TASK GOAL —
Print exactly, and only, the lines running from the line containing "Query: football player" through the end of the records below.

[Saved entries]

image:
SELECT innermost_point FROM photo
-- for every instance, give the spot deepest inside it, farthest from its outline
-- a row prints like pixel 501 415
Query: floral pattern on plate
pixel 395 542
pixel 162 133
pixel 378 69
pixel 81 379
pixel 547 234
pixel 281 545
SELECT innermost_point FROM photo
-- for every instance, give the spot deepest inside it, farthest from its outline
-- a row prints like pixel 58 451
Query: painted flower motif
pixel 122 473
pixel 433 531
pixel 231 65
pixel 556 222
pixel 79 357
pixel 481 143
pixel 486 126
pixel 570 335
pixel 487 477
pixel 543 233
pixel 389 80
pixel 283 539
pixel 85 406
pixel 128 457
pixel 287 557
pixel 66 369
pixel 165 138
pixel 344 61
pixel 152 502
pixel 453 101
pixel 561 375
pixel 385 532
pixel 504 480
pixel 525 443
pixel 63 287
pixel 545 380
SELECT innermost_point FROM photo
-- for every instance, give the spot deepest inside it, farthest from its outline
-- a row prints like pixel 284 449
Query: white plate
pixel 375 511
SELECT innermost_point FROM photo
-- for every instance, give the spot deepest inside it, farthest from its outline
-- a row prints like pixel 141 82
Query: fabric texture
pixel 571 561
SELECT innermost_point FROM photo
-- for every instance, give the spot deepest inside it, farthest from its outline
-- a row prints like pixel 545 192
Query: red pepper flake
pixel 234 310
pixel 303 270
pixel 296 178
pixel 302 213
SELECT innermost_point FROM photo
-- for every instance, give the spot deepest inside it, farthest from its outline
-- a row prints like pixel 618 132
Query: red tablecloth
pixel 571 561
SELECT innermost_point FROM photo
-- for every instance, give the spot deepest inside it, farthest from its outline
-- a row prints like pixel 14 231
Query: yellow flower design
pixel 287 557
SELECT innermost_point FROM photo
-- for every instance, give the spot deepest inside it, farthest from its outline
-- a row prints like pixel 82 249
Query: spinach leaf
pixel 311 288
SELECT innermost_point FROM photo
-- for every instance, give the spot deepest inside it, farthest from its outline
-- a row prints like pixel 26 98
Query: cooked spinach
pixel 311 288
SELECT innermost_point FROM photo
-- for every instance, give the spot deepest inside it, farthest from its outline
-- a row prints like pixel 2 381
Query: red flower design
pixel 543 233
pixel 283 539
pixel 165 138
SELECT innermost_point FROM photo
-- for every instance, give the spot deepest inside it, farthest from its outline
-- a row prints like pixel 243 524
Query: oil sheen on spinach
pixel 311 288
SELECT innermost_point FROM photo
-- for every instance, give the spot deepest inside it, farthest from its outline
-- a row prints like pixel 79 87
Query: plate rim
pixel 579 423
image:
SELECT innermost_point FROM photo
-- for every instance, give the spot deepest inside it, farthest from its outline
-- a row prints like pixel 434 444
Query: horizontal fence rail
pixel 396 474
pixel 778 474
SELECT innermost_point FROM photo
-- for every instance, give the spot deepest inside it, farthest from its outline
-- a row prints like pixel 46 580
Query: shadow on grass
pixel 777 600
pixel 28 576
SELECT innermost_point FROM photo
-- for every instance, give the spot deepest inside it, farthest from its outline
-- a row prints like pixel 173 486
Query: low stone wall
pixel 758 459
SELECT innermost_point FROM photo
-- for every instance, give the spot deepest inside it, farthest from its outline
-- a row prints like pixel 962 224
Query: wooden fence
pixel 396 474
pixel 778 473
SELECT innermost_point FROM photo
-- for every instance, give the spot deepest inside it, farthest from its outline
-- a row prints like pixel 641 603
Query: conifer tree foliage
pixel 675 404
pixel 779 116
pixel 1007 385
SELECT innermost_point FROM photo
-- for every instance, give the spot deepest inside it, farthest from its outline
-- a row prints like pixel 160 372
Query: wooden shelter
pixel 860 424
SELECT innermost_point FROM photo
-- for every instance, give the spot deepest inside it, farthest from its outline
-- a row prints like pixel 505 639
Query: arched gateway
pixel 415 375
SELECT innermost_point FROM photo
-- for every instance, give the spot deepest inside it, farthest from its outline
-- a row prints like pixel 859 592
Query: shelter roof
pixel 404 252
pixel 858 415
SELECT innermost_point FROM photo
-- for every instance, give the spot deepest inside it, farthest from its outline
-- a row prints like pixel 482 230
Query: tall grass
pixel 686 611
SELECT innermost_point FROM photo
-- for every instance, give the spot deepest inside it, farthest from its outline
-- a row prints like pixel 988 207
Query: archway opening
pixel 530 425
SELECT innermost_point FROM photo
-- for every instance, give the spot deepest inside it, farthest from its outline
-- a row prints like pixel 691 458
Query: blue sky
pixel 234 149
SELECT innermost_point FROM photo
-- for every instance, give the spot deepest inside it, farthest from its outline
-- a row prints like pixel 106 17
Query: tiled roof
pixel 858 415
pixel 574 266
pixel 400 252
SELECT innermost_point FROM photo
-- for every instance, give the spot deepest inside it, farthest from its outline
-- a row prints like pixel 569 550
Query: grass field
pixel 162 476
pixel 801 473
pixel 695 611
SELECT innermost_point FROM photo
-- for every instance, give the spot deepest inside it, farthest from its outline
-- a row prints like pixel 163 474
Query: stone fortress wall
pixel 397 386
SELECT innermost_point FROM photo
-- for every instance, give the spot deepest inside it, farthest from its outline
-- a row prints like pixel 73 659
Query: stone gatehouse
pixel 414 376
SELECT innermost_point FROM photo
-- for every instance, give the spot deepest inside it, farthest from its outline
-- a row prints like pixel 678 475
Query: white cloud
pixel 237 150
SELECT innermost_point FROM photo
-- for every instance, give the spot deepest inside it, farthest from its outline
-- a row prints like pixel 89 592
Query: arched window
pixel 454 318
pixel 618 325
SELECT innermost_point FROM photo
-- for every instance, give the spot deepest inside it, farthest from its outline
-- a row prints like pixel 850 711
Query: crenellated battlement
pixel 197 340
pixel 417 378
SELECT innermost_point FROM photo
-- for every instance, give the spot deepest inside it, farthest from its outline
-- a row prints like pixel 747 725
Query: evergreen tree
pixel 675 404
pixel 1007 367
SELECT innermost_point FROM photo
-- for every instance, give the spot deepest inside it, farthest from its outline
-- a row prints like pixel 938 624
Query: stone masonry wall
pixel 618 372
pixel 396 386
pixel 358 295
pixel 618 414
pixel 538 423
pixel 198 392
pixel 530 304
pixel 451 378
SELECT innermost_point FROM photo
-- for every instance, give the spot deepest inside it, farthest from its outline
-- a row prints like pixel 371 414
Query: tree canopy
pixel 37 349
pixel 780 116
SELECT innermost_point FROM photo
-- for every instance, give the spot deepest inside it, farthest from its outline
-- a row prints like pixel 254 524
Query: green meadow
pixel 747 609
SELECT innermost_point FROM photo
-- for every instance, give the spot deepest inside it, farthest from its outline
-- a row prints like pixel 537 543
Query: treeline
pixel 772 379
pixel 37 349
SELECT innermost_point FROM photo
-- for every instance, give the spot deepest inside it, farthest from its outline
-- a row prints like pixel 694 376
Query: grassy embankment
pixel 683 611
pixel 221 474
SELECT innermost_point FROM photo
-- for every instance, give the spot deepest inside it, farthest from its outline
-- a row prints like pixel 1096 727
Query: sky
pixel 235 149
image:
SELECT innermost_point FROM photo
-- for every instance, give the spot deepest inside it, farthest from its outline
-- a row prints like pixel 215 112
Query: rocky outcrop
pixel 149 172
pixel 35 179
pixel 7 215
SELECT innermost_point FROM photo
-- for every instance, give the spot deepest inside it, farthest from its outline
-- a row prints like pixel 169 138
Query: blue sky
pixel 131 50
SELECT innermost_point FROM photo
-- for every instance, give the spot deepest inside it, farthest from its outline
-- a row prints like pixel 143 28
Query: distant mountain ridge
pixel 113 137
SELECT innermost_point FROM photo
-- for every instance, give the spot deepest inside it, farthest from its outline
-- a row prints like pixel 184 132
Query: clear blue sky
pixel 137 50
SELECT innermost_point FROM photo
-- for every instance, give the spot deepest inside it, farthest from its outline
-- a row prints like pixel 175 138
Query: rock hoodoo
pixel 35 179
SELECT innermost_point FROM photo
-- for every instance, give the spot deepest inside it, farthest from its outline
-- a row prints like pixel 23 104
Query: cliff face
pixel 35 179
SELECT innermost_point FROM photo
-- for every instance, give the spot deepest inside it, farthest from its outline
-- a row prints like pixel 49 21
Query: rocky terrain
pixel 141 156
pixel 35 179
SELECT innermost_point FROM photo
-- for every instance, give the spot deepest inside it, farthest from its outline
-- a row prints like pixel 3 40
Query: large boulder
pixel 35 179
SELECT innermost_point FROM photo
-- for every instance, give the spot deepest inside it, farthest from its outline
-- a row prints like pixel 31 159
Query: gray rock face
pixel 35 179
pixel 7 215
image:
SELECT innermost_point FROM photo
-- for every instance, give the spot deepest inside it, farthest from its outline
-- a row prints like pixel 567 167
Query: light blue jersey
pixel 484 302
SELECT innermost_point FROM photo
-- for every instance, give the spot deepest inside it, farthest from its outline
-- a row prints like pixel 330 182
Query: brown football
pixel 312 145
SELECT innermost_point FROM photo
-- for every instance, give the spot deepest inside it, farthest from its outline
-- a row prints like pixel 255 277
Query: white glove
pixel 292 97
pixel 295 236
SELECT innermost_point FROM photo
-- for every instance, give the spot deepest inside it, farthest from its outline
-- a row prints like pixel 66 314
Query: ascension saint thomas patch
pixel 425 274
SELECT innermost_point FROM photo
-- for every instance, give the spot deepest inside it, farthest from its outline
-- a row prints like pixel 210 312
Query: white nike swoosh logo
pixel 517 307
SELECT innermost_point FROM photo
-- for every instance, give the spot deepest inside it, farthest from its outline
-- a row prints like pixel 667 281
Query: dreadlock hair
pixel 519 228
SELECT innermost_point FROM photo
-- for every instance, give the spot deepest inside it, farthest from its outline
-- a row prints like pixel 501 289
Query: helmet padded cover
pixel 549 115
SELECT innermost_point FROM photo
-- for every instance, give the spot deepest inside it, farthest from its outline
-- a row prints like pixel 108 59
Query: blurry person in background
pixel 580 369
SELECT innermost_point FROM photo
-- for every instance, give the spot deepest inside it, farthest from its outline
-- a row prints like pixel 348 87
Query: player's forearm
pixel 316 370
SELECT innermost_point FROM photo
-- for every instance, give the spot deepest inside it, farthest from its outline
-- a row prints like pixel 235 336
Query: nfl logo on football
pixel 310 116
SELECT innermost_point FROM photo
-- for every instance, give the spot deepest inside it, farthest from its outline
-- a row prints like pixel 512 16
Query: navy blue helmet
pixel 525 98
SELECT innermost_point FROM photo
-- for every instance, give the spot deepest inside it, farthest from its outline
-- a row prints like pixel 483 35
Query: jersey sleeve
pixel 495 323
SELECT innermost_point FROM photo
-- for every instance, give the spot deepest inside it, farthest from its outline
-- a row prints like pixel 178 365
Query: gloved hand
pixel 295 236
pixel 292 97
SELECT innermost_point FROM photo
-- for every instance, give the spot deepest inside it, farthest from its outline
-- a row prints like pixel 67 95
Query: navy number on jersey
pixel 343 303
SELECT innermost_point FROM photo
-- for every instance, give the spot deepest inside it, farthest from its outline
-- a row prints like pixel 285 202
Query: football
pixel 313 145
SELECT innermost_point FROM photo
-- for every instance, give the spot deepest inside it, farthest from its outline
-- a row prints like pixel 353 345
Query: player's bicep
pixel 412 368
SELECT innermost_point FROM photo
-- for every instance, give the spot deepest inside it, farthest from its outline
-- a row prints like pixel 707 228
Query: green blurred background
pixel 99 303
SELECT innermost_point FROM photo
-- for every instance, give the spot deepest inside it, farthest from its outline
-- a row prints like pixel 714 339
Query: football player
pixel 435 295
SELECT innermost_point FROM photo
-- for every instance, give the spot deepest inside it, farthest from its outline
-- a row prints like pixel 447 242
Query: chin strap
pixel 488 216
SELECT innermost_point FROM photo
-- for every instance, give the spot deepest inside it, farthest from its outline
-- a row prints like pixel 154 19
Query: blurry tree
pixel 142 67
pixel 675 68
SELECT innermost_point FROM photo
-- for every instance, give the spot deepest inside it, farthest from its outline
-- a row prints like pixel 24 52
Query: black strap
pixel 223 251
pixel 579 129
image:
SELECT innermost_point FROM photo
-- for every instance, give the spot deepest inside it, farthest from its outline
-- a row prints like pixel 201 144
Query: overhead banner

RESPONSE BELOW —
Query: football player
pixel 435 295
SELECT innermost_point FROM photo
-- for every instance, give the spot deepest inside it, farthest from its outline
-- a row prints like pixel 447 242
Query: chin strap
pixel 488 216
SELECT innermost_point FROM photo
-- for every instance, give the spot deepest inside it, farthest from its outline
-- a row prints like pixel 154 19
Query: blurry tree
pixel 142 67
pixel 675 68
SELECT innermost_point FROM photo
-- for every instance, give the spot deepest inside it, farthest from its outline
-- a row prints like pixel 24 52
Query: black strap
pixel 223 251
pixel 579 129
image:
SELECT innermost_point FROM photo
-- for every instance, give the spot deepest inside it, farthest from its outline
-- a row prints like pixel 201 144
Query: overhead banner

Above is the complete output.